■ Metin parçası:
▼

KÜLTÜR SANAT
Oset Kimliği
Merhaba, Rusya Saati yayınını izliyorsunuz. Bugünkü yayınımız Güney Osetya ile ilgili. Bu bölge, insanların çoğu tarafından, 8 Ağustos 2008 tarihinde başkent Tskhinvali’nin Gürcistan tarafından bombalanmasıyla tanındı. Bu bombalama sırasında yüzlerce masum sivil öldürüldü. Kafkasya’da bu bölgenin stratejik bir önemi vardır. Bu da doğru olarak anlaşılması gereken bir husustur. Bu nedenle konuyu Güney Osetya uzmanı ile konuşmayı tercih ettik. Konuğumuz Moskova Üniversitesi Profesörlerinden Alesia Dzhioeva.

▲

■ Çıkarılan bilgiler:

▼

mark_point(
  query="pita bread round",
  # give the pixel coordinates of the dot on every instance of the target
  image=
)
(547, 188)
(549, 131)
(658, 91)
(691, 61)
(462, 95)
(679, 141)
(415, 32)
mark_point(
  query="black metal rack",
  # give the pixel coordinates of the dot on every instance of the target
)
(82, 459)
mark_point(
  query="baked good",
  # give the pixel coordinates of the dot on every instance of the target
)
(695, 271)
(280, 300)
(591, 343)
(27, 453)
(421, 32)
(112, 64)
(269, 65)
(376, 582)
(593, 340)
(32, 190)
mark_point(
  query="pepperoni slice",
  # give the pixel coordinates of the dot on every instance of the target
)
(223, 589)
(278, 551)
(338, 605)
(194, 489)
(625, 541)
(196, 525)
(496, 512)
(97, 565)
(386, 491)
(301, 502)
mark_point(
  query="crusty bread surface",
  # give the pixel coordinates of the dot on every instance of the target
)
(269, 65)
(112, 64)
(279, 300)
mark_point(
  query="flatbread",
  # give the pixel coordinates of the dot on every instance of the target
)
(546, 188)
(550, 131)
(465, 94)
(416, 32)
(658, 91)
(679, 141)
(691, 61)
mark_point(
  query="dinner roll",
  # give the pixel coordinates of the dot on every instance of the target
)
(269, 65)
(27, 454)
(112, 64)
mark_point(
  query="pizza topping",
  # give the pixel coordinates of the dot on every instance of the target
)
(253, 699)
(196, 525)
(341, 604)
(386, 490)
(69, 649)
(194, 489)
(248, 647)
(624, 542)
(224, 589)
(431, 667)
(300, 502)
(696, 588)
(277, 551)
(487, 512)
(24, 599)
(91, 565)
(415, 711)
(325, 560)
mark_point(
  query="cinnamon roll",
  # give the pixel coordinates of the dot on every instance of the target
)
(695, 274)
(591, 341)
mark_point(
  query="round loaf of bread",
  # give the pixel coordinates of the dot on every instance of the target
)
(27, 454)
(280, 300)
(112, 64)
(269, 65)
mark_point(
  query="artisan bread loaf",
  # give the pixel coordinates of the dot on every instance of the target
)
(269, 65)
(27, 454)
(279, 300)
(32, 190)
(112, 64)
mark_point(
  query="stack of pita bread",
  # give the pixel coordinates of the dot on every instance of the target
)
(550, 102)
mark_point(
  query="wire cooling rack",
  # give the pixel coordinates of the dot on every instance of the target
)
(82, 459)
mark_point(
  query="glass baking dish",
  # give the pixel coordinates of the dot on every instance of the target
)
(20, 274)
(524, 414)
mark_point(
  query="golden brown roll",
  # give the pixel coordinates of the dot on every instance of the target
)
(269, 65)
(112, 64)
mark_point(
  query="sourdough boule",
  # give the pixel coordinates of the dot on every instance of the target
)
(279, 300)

▲

Metin parçasında “Merhaba, Rusya Saati yayınını izliyorsunuz” diye başlayan paragrafı, ana bilgilerini koruyarak madde madde yazar mısınız?

■ Doğru sonuç:
- Rusya Saati yayınının bugünkü konusu Güney Osetya'dır.
- Bölge, çoğu insan tarafından 8 Ağustos 2008'de başkent Tskhinvali'nin Gürcistan tarafından bombalanmasıyla tanındı.
- Bu bombalamada yüzlerce masum sivil öldürüldü.
- Bölgenin Kafkasya'da doğru anlaşılması gereken stratejik bir önemi vardır.
- Bu nedenle konu, bir Güney Osetya uzmanıyla, Moskova Üniversitesi profesörlerinden Alesia Dzhioeva ile konuşuluyor.